In the listing that follows, locate the line containing "# mark the region of every instance of the overcast" and the line containing "--target seated figure". Retype exactly those two lines and every line between them, and nothing more.
----- AVAILABLE DATA
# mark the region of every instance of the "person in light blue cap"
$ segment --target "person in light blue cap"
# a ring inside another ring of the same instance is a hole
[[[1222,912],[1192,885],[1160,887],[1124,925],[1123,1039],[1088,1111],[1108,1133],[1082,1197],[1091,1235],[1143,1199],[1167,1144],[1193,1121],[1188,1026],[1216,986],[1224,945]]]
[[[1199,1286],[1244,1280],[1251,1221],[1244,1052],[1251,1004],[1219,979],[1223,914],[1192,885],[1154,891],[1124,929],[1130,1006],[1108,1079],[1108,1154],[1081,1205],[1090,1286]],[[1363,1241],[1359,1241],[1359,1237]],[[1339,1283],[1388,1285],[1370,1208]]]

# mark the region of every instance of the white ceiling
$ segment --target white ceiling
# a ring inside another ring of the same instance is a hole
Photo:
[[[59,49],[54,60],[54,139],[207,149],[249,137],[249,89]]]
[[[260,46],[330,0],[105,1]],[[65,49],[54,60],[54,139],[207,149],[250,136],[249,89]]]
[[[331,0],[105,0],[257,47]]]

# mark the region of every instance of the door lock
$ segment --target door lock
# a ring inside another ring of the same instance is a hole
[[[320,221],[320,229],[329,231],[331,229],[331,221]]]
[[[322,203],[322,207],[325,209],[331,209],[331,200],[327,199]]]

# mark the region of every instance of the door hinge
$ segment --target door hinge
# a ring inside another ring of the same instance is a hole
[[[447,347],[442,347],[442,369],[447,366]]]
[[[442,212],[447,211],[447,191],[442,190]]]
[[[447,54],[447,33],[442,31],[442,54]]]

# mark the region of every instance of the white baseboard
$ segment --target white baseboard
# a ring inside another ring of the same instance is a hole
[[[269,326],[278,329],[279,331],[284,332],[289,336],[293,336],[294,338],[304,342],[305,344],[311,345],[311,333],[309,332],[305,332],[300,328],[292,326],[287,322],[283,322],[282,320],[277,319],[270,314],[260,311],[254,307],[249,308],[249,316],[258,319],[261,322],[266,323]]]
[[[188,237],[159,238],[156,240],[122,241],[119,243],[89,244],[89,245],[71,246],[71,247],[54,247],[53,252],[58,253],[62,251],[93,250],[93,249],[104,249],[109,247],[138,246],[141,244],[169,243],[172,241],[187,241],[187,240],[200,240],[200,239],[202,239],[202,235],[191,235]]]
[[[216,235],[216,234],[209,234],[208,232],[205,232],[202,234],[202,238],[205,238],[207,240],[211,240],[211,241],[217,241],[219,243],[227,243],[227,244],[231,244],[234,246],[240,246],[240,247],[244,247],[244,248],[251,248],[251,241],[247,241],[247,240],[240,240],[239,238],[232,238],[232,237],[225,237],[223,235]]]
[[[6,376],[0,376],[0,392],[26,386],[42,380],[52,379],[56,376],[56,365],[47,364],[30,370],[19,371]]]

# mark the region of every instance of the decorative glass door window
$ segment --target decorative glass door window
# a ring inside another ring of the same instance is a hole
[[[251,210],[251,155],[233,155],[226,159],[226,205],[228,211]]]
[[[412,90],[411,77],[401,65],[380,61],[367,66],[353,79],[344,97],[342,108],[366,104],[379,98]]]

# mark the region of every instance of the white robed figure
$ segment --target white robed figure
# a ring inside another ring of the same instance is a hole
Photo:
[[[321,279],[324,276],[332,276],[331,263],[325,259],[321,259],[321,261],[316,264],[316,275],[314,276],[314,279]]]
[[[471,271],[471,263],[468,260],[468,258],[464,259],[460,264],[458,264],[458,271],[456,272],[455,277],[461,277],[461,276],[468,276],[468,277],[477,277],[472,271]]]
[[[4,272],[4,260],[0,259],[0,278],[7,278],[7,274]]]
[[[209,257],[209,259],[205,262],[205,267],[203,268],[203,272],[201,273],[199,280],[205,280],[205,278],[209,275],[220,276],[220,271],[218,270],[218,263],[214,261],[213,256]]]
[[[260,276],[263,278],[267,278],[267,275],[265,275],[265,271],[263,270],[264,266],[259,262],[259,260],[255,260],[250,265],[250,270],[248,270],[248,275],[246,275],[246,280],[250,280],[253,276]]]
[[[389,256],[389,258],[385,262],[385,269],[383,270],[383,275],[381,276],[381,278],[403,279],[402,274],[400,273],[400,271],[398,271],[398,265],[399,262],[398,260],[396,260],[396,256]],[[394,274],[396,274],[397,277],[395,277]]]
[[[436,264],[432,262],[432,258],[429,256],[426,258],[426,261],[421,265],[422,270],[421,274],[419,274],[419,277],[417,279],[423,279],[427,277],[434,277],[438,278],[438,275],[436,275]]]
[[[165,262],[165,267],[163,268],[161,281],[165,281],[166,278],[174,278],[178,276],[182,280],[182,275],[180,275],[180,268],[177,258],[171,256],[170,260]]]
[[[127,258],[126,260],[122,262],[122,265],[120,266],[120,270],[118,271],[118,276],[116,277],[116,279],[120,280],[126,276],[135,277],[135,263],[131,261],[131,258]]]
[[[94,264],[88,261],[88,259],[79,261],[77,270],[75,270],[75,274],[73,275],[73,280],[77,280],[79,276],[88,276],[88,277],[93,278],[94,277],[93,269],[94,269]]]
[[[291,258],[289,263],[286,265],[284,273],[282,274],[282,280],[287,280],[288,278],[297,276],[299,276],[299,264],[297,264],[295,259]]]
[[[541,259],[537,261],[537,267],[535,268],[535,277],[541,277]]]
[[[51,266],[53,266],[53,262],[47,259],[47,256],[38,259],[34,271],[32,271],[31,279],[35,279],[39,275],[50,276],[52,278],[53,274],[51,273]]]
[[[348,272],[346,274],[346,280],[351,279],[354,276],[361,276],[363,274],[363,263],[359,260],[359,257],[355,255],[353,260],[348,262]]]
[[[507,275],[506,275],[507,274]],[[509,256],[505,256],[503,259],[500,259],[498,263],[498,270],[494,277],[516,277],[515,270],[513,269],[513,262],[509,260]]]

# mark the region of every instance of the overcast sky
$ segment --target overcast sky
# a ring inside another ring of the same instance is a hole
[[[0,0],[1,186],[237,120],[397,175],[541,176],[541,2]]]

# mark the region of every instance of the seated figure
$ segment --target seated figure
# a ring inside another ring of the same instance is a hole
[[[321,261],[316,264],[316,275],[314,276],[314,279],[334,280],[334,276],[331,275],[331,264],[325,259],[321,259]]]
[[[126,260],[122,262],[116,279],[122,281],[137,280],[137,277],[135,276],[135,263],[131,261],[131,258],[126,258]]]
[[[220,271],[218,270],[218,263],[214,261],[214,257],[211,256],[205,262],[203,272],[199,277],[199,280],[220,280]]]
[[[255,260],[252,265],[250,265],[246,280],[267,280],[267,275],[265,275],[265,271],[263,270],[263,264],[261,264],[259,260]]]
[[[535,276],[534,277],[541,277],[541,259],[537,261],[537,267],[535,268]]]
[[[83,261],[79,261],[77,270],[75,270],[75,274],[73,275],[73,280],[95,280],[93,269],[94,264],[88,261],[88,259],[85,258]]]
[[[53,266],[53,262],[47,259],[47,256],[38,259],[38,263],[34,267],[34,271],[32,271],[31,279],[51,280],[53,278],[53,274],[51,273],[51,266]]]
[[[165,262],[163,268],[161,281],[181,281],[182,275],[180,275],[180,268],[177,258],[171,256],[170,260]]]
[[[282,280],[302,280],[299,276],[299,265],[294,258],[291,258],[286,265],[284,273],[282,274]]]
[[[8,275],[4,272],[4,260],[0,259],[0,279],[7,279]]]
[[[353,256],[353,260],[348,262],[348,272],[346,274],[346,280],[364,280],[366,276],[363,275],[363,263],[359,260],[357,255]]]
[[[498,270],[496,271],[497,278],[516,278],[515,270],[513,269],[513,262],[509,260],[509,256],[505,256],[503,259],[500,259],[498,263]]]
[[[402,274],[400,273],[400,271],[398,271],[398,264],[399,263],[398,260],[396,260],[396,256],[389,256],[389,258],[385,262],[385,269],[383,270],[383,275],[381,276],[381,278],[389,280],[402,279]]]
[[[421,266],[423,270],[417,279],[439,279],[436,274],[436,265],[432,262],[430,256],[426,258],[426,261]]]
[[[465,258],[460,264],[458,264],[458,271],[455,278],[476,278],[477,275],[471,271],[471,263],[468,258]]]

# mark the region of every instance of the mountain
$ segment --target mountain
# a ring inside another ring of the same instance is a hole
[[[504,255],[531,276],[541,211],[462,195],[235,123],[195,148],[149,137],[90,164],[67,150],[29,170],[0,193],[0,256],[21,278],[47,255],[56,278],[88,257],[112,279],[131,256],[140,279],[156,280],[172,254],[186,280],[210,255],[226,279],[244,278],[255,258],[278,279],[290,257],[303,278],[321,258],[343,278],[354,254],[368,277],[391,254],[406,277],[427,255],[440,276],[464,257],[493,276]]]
----------
### WRITTEN ANSWER:
# mark the region of every instance of the overcast sky
$ segment --target overcast sky
# a ring inside another ring of the same instance is a hole
[[[0,0],[1,186],[237,120],[397,175],[541,176],[541,2]]]

# mark the region of every instance of the seated figure
$ segment --target seated figure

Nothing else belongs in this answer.